### Source extract
++++++

The profitability of domestic banks was found to have improved despite the effects of the Russian invasion of Ukraine, inflationary pressure and tightening monetary policy, according to a report published by the Central Bank of Malta (CBM).
The CBM published its fifteenth edition of the Financial Stability Report which provides an in-depth assessment of the domestic and international developments that could impact the stability of the financial system.
The report noted that the post-pandemic global economic recovery was somewhat hindered by the Russian invasion of Ukraine, which caused supply chain disruptions and aggravated inflationary pressures. This led to central banks around the world to tighten their monetary policy in order to rein in inflation through measures such as higher interest rates.
It noted that policy measures adopted in Malta shielded the local economy from direct repercussions of the war, however, inflation was still indirectly affected.
Nevertheless, it noted that the Maltese economy still grew, aided by the Government’s measures to mitigate the rise in energy prices. Furthermore, it acknowledged that the Malta Development Bank (MDB) introduced schemes to alleviate liquidity concerns and provided emergency support to firms in economic sectors impacted by the war.
Within the euro area, key interest rates were found to have increased rapidly, and the European Central Bank (ECB) also discontinued its asset purchase programme.
The report also noted that the economic shocks led to high volatility in financial markets which led to lower bond and equity prices, as a result wiping away previous gains.
Amid the challenges, the profitability of domestic banks improved. Income from intermediation activities rose on the back of sustained lending and wider margins. Furthermore, the ECB started to remunerate bank deposits, while income from bond portfolios also rose.

++++++

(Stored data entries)

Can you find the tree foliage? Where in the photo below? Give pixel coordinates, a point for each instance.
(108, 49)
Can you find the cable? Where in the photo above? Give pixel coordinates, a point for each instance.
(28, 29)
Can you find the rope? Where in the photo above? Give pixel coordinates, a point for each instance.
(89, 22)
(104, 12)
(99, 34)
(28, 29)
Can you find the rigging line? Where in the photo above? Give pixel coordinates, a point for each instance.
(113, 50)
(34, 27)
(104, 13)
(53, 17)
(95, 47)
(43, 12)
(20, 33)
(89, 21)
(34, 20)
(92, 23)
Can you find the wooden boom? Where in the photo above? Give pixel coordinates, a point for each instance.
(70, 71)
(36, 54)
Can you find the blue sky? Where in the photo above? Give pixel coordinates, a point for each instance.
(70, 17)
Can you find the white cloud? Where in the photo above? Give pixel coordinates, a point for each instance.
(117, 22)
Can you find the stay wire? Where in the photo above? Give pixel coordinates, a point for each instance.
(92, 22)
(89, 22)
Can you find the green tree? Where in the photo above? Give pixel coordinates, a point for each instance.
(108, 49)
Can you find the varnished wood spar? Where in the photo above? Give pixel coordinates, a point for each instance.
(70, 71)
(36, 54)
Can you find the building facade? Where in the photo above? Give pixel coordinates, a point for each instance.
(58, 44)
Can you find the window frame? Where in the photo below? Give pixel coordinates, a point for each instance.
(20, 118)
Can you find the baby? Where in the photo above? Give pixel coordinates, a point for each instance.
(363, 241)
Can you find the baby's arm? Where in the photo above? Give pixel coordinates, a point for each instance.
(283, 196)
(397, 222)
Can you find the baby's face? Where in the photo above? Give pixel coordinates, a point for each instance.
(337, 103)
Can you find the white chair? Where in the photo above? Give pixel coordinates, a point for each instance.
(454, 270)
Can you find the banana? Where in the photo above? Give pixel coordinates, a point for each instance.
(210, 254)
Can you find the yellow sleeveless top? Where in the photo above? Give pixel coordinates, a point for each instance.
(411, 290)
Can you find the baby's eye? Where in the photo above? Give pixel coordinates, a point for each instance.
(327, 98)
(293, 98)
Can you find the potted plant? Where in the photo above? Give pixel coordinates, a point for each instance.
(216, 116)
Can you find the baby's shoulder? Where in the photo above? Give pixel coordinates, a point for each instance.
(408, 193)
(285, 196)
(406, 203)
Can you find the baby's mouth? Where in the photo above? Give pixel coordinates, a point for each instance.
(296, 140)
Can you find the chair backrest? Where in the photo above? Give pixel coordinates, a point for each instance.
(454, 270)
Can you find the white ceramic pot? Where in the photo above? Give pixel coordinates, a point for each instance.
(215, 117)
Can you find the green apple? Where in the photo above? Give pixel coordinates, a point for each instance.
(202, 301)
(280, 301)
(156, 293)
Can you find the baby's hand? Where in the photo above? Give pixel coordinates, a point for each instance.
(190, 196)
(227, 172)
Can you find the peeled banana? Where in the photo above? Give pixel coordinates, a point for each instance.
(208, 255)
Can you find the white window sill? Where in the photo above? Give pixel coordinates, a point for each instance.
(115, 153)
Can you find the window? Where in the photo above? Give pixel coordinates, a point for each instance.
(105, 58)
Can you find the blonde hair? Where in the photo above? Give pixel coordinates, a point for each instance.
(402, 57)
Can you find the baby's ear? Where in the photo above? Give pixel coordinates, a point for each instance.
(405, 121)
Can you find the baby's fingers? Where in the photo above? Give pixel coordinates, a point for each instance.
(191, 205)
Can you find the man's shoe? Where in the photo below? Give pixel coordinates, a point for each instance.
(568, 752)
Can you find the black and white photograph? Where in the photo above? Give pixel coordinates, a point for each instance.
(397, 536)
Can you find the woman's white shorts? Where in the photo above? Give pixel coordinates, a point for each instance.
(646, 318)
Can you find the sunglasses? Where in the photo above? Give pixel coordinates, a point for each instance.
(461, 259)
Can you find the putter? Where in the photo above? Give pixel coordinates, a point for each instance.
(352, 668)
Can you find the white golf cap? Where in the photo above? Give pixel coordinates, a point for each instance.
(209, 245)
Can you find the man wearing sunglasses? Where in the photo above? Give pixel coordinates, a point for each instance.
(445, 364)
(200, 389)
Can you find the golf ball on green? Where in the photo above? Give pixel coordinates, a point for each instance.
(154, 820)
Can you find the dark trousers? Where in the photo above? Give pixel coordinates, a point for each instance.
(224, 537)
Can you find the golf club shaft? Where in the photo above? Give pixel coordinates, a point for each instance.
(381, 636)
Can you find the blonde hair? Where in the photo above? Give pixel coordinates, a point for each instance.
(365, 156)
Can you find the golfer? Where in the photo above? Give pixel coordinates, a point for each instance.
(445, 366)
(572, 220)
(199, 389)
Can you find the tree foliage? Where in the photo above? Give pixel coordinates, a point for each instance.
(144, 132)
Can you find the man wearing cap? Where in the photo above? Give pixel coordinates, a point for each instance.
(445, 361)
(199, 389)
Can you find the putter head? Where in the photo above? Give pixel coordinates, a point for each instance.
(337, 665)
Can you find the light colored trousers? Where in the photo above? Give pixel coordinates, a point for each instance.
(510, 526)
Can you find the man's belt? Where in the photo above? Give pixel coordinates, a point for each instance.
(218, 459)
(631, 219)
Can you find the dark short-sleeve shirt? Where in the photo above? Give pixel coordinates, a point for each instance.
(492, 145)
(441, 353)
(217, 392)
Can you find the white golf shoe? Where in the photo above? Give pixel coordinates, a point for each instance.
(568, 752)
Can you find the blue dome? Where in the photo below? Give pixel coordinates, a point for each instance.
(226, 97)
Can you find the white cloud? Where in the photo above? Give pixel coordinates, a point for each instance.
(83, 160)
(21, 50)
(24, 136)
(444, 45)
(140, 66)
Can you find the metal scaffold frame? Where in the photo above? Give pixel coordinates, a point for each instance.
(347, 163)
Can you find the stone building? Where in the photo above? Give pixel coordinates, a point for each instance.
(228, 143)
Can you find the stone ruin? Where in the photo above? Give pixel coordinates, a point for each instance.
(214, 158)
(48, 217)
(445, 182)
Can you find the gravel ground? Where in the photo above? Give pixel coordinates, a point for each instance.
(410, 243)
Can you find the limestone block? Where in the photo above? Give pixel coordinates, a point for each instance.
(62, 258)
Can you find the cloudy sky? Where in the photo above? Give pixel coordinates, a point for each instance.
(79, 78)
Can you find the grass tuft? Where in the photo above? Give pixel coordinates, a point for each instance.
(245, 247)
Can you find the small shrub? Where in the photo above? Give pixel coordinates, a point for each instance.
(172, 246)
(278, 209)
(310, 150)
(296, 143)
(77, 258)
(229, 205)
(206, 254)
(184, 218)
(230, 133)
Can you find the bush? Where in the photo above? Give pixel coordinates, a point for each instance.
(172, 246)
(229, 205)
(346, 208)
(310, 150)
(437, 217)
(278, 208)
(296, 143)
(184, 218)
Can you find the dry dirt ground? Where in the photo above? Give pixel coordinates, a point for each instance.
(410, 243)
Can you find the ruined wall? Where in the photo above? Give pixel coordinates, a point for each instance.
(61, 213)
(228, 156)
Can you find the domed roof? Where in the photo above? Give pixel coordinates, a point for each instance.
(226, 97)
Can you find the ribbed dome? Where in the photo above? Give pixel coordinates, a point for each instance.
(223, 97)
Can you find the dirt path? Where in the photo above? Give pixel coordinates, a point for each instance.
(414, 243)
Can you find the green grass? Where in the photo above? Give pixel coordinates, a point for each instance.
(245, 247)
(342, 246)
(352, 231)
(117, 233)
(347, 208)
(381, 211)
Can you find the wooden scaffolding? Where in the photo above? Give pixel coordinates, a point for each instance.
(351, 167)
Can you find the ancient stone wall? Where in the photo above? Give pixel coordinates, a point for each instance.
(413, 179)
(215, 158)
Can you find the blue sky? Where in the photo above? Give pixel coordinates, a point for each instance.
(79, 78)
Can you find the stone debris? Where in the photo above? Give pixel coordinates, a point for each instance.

++++++

### Required actions
1) Return the passage of the article on bank profitability between "The report noted" and "still indirectly affected.", inclusive.
2) Summarize the article on bank profitability in two sentences.
The records are not required for this work.

### Solutions for each task
1)
The report noted that the post-pandemic global economic recovery was somewhat hindered by the Russian invasion of Ukraine, which caused supply chain disruptions and aggravated inflationary pressures. This led to central banks around the world to tighten their monetary policy in order to rein in inflation through measures such as higher interest rates.
It noted that policy measures adopted in Malta shielded the local economy from direct repercussions of the war, however, inflation was still indirectly affected.

2) According to the fifteenth Financial Stability Report of the Central Bank of Malta, the profitability of domestic banks improved despite the Russian invasion of Ukraine, inflationary pressure and tightening monetary policy. Policy measures shielded the Maltese economy from the direct repercussions of the war, and the economy still grew, while bank income rose from intermediation activities, the ECB's remuneration of deposits and bond portfolios.